• _Ketentuan Tugas_: Tolong terjemahkan kalimat dari kutipan halaman di bawah ini ke dalam bahasa Inggris: "Hujan pun baru berhenti setelah hampir 24 jam tanpa mengakibatkan banjir sama sekali."

• _Kutipan Halaman_:
+-------+
Sesampainya di stasiun, alangkah kagetnya saya bahwa antrian sudah mengular hingga 3 lapis, padahal baru pukul 6.15 pagi. Setelah lewat dari pukul 7 pun belum ada satu pun bis yang muncul.Â
Para calon penumpang lain mulai nampak gelisah dengan pandangan mata terpaku pada parkiran bis yang masih kosong. Tak biasanya di Jepang ngaret. Ketika saya menoleh ke belakang, antrian sudah berkembang biak menjadi 2 kali lipat lebih banyak daripada di awal.
Sepasang turis yang mengantri tak jauh dari saya berbicara bahasa Kanton dengan ekspresi tegang dan panik. Satu-satunya kata yang saya pahami adalah, ".....taxi....taxi...." . Kemudian mereka bergegas keluar dari antrian. Saya jadi terpikir apakah saya harus naik taksi juga supaya tidak ketinggalan pesawat. Tapi, mengingat saya tidak punya cukup uang untuk membayar argo selangit, maka saya mengurungkan niat tersebut.
Tak lama lagi, beberapa armada bis berdatangan sekaligus. Hujan pun baru berhenti setelah hampir 24 jam tanpa mengakibatkan banjir sama sekali.
Setelah didahului ratusan penumpang lain di depan saya, barulah saya dapat tempat duduk di urutan bis ke-4 yang berangkat pukul 8.30. Bila semua lancar, saya akan tiba pukul 9.30. Kurang tahu juga nantinya apakah masih diperbolehkan check-in apalagi memasuki gate, namun saya masih optimis ketika situasi jalanan terlihat lancar sewaktu meninggalkan stasiun.
Namun kemacetan merajalela setelah bis keluar ke jalan raya utama, di mana semua kendaraan hanya bisa berjalan dengan kecepatan maksimal tak lebih dari 5 km / jam. Bahkan di ruas jalan tertentu benar-benar tidak bergerak selama hampir 1 jam penuh.
Dampak seluruh layanan kereta api yang belum kembali beroperasi memang luar biasa. Situasi ini memaksa semua orang menggunakan mobil pribadi, taksi dan bis menyebabkan tumpah-ruahnya kendaraan secara bersamaan yang mengakibatkan macet parah.
Terus terang jadi teringat akan kemacetan Jakarta menjelang jam masuk dan setelah bubaran kantor sebelum pandemi dan pemberlakuan PSBB atau PPKM. Ternyata, bila Osaka tidak punya jalur kereta api dan subway yang terintegrasi dengan baik, kadar kemacetannya tak beda banyak dengan Jakarta.
+-------+
• _Informasi Hasil Ekstraksi_:

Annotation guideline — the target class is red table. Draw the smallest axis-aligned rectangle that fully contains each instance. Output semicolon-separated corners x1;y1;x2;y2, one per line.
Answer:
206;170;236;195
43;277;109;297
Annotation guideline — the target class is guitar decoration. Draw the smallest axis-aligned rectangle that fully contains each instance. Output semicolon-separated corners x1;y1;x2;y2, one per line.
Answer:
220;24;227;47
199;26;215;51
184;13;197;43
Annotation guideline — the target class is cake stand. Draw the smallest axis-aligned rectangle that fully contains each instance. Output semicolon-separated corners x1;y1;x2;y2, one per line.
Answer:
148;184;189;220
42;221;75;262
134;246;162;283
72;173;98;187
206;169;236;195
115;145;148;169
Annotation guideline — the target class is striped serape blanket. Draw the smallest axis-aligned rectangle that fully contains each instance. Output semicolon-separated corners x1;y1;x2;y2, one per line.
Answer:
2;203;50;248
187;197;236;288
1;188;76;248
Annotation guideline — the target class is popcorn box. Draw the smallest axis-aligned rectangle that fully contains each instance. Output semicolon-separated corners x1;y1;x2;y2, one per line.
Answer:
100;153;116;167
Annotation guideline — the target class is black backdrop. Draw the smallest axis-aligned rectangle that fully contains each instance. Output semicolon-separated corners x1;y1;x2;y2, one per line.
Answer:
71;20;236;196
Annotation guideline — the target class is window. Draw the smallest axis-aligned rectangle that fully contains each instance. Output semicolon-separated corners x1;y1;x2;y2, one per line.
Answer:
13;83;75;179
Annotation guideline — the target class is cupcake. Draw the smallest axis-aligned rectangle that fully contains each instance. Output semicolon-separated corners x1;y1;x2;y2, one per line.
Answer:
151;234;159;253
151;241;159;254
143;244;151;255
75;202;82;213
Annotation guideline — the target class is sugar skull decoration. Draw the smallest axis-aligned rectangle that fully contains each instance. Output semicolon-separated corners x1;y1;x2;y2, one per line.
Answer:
+-------+
• _Jawaban Anda_: The rain only stopped after almost 24 hours, without causing any flooding at all.